=== EXTRAIT CHOISI ===

= = = = = = =

Initiation au Féminin Sacré au cœur de groupes de parole sur les collines du Rwanda

Des groupes de parole avec des survivantes du génocide  sont devenus des espaces sacrés où nous nous sommes connectées à la puissance du Féminin. En lâchant notre savoir, nous sommes entrées dans une co-naissance, ensemble, reliées à un courant de Vie puissant malgré l’effroi de la guerre.

 

C’est sur les collines au Rwanda qu’a débuté mon initiation inattendue au cœur de la sagesse du féminin sacré. J’étais là en tant que jeune psychologue de 27 ans, responsable d’un programme de santé mentale pour Médecins Sans Frontières. Mon rôle consistait alors à apporter des outils cliniques aux conseillères en trauma qui travaillaient auprès de femmes victimes du génocide sur plusieurs collines du pays.

 

Ces survivantes de la guerre se rassemblaient toutes les 2 semaines avec des conseillères en trauma rwandaises pour parler de leur survie. Toutes avaient eu leurs maris et enfants tués durant la guerre, toutes avaient été violées, certaines des centaines de fois. 8 ans après, elles vivaient dans des conditions déplorables car elles avaient contracté le SIDA durant les viols et n’avaient plus la force de cultiver leur champ. La première fois que j’ai rencontré quelques unes d’entre elles, ce fût sur la colline de Taba, dans une hutte de terre, à 300 m de la prison où certains des meurtriers de leur famille étaient enfermés. A ce moment-là, elles ne parlaient que de leur futur enterrement et de la survie de leurs enfants car elles mouraient les unes après les autres.

 

J’ai une immense gratitude envers ces femmes de Taba car c’est elles qui ont éveillé la lionne en moi et m’ont permis d’accéder à la sagesse des cercles de femmes et à la puissance du Féminin.

 

Face à l’injustice scandaleuse exprimée au cœur de cette hutte, il y a un espace en moi qui s’est ouvert et qui a dit « STOP, ça ne peut plus durer ».  Nous avons alors négocié avec MSF pour apporter des vivres aux femmes de Taba et aussi aux 12 autres groupes de femmes que nous suivions, nous les avons toutes inscrites dans des projets SIDA tenus par MSF ou d’autres ONG, contacté des organismes de micro-crédits et nous avons commencé à témoigner partout où nous pouvions de ce que vivaient ces femmes.

 

Et surtout nous avons transcendé ensemble cet espace où nous aurions pu rester enfermées, identifiées à notre couleur de peau ou à un « savoir » que la psychologue européenne apporte à « celles qui ne savent pas ». Ensemble, nous sommes entrées dans la « co-naissance », cette manière de naître à soi en étant ensemble connectées à plus. Aujourd’hui, 10 après, je me dis que nous avons pu dépasser ces frontières parce que nous étions tellement confrontées à la mort de ces femmes et à la survie de leurs enfants que nous avons lâché notre tête pour entrer dans nos cœurs  (il faut bien avouer que toutes les théories apprises sur les bancs de l’université devenaient obsolètes !).

 

En lâchant notre « savoir » nous avons touché les unes et les autres cet espace sacré où la sagesse des femmes qui se rassemblent depuis des millénaires est à portée de cœur.

= = = = = = =

=== DONNÉES FOURNIES ===

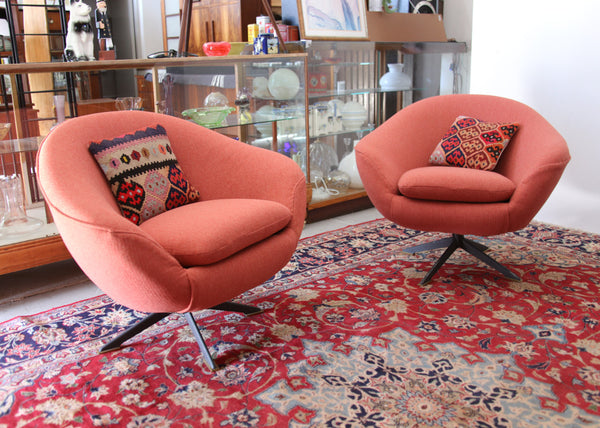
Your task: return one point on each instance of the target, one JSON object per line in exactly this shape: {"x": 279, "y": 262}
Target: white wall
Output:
{"x": 545, "y": 53}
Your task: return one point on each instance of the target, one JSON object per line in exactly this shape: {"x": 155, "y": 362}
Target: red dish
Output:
{"x": 216, "y": 48}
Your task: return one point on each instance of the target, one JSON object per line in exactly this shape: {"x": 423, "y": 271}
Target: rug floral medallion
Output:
{"x": 348, "y": 338}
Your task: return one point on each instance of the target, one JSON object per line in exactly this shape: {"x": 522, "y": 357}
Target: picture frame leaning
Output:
{"x": 333, "y": 19}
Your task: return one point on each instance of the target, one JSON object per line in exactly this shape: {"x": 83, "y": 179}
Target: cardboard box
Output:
{"x": 405, "y": 27}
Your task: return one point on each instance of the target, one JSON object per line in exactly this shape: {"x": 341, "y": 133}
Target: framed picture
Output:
{"x": 333, "y": 19}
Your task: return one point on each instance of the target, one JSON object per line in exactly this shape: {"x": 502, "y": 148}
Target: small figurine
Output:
{"x": 80, "y": 38}
{"x": 103, "y": 26}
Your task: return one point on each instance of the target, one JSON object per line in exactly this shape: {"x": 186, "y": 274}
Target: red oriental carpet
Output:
{"x": 348, "y": 338}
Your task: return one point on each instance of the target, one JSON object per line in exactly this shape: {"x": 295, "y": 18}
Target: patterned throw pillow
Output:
{"x": 143, "y": 173}
{"x": 472, "y": 143}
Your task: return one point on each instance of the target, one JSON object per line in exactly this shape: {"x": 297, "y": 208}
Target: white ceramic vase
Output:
{"x": 395, "y": 79}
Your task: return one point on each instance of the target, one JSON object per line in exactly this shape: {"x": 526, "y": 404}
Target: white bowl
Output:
{"x": 260, "y": 87}
{"x": 266, "y": 112}
{"x": 354, "y": 115}
{"x": 284, "y": 84}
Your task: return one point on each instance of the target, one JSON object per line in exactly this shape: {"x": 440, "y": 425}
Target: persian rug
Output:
{"x": 348, "y": 338}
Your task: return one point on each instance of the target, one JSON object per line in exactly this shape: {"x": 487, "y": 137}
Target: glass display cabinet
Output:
{"x": 312, "y": 107}
{"x": 347, "y": 99}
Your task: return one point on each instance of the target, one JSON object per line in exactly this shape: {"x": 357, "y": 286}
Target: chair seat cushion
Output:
{"x": 442, "y": 183}
{"x": 209, "y": 231}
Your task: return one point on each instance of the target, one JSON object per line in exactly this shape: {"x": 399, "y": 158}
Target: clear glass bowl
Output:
{"x": 208, "y": 116}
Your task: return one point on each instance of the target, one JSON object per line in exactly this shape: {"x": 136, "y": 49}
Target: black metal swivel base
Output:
{"x": 156, "y": 317}
{"x": 452, "y": 244}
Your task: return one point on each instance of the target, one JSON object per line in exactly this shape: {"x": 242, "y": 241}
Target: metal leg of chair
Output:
{"x": 133, "y": 331}
{"x": 454, "y": 244}
{"x": 476, "y": 244}
{"x": 198, "y": 335}
{"x": 440, "y": 243}
{"x": 238, "y": 307}
{"x": 468, "y": 246}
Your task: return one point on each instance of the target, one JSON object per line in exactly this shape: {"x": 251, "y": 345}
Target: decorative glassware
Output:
{"x": 395, "y": 79}
{"x": 348, "y": 165}
{"x": 338, "y": 180}
{"x": 354, "y": 115}
{"x": 283, "y": 84}
{"x": 323, "y": 158}
{"x": 243, "y": 104}
{"x": 14, "y": 220}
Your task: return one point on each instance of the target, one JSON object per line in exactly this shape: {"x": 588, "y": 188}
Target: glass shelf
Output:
{"x": 361, "y": 91}
{"x": 30, "y": 144}
{"x": 235, "y": 119}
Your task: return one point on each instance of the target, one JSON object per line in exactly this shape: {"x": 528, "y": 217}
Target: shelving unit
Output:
{"x": 358, "y": 64}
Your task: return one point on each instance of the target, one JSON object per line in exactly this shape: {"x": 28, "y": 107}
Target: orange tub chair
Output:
{"x": 242, "y": 231}
{"x": 393, "y": 162}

= = = = = = =

=== ÉNONCÉ DU PROBLÈME ===
Mettez à jour le passage de l'extrait choisi qui s'ouvre sur les mots « J’ai une immense » et se termine par « vivaient ces femmes. ». Recopiez-le en remplaçant « lionne » par « guerrière ».

=== RÉPONSE ===
J’ai une immense gratitude envers ces femmes de Taba car c’est elles qui ont éveillé la guerrière en moi et m’ont permis d’accéder à la sagesse des cercles de femmes et à la puissance du Féminin.

 

Face à l’injustice scandaleuse exprimée au cœur de cette hutte, il y a un espace en moi qui s’est ouvert et qui a dit « STOP, ça ne peut plus durer ».  Nous avons alors négocié avec MSF pour apporter des vivres aux femmes de Taba et aussi aux 12 autres groupes de femmes que nous suivions, nous les avons toutes inscrites dans des projets SIDA tenus par MSF ou d’autres ONG, contacté des organismes de micro-crédits et nous avons commencé à témoigner partout où nous pouvions de ce que vivaient ces femmes.